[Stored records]
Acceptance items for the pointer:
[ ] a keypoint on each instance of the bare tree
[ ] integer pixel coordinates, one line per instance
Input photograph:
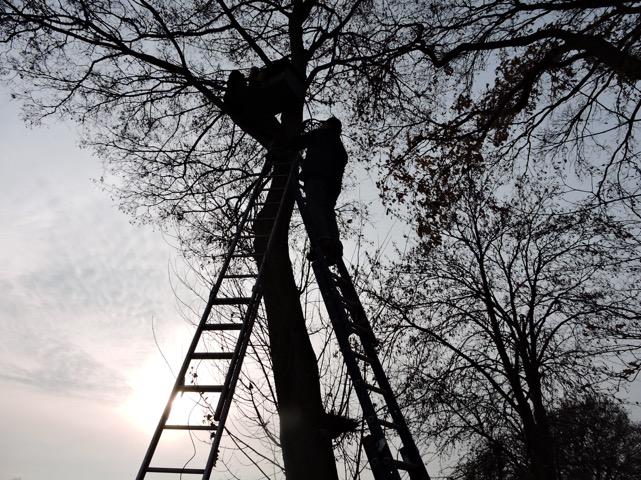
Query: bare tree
(595, 438)
(528, 87)
(146, 79)
(521, 304)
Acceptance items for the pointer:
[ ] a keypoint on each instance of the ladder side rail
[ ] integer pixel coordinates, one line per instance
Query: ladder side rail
(249, 322)
(340, 322)
(199, 329)
(228, 390)
(233, 374)
(398, 418)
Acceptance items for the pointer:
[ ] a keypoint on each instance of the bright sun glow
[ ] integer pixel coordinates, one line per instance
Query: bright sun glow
(150, 389)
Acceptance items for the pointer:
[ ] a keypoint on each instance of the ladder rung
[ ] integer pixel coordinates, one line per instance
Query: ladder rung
(232, 301)
(195, 471)
(362, 357)
(387, 424)
(401, 465)
(222, 326)
(212, 355)
(374, 388)
(190, 427)
(201, 388)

● Task prompt:
Determine how many lines above contain the word "each", then give the number by itself.

● Exercise response:
4